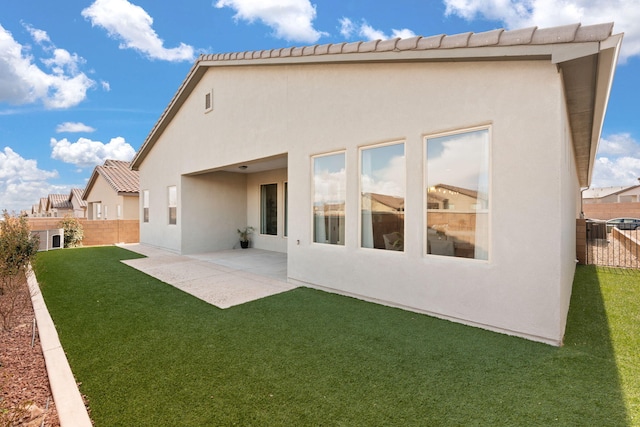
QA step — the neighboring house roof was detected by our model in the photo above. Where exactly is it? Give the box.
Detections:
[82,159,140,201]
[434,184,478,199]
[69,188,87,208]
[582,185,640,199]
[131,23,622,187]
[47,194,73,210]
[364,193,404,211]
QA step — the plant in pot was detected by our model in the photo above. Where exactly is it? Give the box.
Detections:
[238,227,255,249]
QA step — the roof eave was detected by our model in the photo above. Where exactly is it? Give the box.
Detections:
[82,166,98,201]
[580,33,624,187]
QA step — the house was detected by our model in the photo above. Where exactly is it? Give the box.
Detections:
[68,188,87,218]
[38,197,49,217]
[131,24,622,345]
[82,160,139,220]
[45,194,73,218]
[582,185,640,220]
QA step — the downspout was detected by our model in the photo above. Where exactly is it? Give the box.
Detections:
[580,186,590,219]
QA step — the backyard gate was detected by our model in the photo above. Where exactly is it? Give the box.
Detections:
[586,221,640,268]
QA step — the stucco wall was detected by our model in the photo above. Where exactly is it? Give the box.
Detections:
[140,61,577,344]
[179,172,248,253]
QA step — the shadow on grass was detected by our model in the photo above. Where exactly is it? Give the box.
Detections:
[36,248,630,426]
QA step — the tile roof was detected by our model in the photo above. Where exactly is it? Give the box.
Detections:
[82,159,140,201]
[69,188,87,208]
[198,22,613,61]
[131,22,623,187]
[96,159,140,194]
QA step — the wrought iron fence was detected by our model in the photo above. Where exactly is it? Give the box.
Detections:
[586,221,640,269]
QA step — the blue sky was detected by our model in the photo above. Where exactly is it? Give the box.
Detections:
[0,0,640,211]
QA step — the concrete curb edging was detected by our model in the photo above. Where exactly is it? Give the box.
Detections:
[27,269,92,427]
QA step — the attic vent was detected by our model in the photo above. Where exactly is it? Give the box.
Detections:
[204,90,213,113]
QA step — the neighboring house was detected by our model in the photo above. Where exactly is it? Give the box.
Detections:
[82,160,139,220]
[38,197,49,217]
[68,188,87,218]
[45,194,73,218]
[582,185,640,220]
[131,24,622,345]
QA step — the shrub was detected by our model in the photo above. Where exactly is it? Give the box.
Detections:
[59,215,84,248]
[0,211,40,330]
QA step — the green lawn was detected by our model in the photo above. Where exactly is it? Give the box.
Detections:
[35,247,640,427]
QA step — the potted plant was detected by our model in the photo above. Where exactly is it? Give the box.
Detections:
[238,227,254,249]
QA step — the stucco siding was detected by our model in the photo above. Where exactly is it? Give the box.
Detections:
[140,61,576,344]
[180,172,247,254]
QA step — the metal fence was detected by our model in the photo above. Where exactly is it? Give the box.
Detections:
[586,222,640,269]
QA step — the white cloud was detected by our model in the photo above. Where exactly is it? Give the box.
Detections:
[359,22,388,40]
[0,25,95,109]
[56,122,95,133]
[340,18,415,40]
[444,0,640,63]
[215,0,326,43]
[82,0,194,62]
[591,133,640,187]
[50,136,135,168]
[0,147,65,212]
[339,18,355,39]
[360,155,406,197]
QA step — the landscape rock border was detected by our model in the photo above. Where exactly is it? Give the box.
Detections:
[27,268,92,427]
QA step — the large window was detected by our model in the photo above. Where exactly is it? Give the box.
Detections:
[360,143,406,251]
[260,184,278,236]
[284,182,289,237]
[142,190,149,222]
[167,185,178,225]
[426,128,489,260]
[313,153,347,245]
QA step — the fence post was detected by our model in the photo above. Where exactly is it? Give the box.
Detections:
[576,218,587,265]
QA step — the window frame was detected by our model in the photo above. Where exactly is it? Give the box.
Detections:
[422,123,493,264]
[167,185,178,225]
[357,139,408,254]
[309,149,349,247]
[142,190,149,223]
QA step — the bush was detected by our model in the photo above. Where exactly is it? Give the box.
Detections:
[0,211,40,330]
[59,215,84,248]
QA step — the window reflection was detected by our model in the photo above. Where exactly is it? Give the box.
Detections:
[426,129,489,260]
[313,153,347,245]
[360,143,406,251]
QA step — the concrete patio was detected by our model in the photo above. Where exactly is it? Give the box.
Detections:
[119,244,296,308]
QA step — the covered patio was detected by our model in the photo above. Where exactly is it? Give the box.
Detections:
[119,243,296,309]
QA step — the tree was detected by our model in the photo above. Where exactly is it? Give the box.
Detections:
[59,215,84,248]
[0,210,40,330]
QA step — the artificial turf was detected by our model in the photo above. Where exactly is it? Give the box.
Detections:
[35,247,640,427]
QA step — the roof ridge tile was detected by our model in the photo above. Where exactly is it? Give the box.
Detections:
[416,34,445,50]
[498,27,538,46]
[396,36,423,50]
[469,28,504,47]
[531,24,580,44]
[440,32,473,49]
□ □ □ □
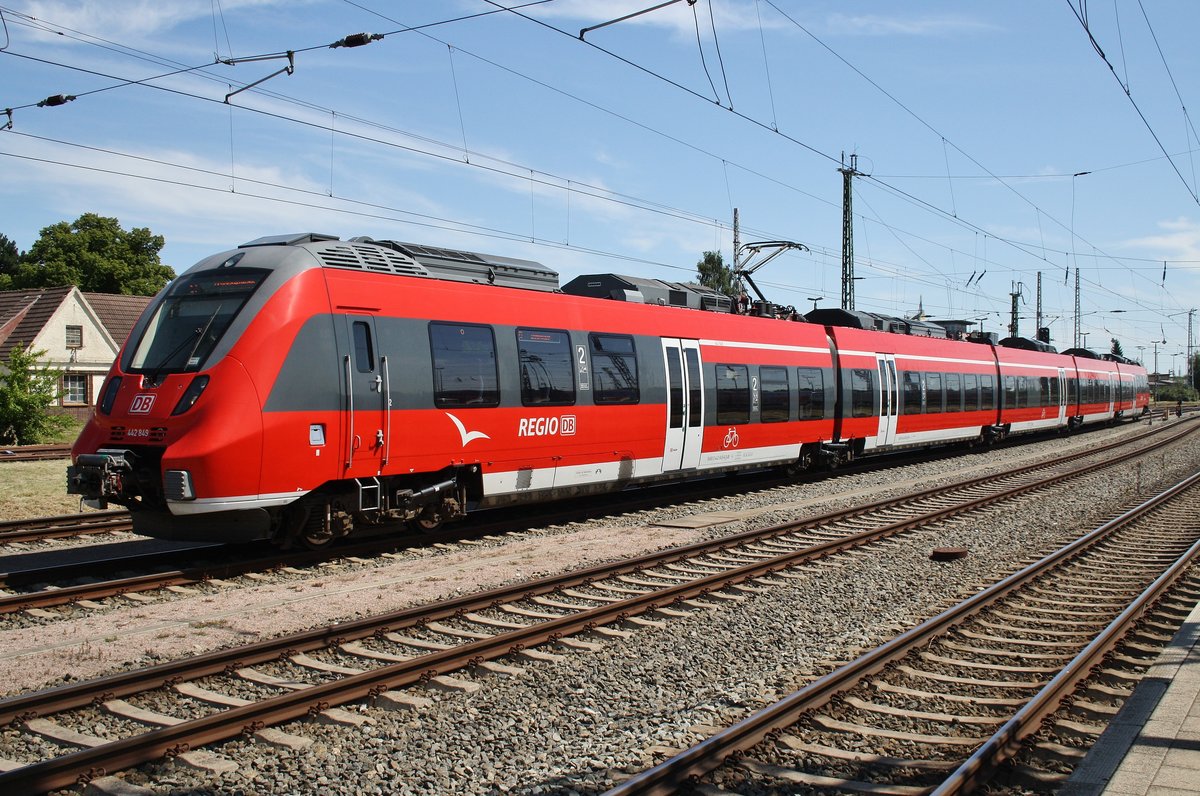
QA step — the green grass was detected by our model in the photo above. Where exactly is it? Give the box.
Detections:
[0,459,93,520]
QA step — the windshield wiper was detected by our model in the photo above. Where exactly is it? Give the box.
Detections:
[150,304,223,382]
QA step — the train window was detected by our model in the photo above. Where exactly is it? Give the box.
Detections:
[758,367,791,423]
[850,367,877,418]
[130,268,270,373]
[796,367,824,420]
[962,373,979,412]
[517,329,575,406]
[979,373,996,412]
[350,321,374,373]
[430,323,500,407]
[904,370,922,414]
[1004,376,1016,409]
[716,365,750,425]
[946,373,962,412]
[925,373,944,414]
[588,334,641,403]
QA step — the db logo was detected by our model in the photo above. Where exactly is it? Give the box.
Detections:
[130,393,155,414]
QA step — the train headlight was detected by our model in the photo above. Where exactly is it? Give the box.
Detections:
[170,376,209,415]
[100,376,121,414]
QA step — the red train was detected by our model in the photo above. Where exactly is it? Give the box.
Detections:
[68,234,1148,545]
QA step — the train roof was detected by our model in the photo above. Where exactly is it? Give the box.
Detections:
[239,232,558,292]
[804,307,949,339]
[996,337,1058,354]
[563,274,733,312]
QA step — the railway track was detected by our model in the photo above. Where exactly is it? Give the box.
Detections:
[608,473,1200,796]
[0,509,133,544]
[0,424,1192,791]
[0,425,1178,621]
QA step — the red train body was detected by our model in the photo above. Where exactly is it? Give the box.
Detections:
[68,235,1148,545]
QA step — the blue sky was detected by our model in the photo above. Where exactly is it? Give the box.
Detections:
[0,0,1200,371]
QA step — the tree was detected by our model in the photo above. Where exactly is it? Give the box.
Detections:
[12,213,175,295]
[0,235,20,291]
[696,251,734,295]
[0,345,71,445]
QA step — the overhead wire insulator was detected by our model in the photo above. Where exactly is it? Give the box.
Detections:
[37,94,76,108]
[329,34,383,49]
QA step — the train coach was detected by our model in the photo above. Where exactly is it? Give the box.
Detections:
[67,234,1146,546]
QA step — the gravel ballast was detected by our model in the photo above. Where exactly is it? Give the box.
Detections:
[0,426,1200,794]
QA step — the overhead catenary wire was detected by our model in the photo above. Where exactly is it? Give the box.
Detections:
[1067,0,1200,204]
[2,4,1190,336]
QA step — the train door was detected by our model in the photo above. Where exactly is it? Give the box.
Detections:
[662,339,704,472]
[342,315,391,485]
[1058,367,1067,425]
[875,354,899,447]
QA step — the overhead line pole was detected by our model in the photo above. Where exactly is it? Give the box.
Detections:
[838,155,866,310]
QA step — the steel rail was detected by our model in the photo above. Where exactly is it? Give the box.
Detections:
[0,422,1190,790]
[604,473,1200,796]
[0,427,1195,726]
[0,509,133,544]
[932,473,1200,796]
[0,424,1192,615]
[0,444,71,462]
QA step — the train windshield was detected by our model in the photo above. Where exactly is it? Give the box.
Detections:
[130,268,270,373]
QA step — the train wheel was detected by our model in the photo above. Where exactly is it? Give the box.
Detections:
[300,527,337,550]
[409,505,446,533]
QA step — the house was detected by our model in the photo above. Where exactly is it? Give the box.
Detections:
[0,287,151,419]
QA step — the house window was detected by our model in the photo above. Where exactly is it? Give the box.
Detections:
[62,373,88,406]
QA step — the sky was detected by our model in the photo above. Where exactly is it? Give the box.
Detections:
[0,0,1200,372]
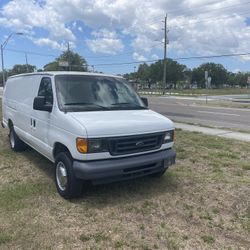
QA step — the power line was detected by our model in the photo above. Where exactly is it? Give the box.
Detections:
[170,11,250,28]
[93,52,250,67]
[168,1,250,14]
□ □ □ □
• What the exercise asks: Arrange the stretch of material from the line containing "QA step — the neighboring house roof" through the line containing "[580,33,624,187]" as a two-column CSV with the columns text and answer. Use one row per entry, put each value in a single quoted field, and replace line breaks with spaces.

• Completed exercise:
text,answer
"QA step — the neighboring house roof was detected by our model in the photo above. Where exactly is it? Give the box. Detections:","[82,159,140,201] [434,184,478,199] [69,188,87,208] [582,185,640,199] [131,23,622,187] [47,194,73,210] [364,193,404,211]"
"QA step — the plant in pot was detected by our model in the photo above. Where exactly is it? Give the box. Detections:","[238,227,255,249]"
"QA step — the roof eave was detected by our model in the photo above. Where exactly is it? Give the box. Detections:","[82,166,98,201] [580,33,624,187]"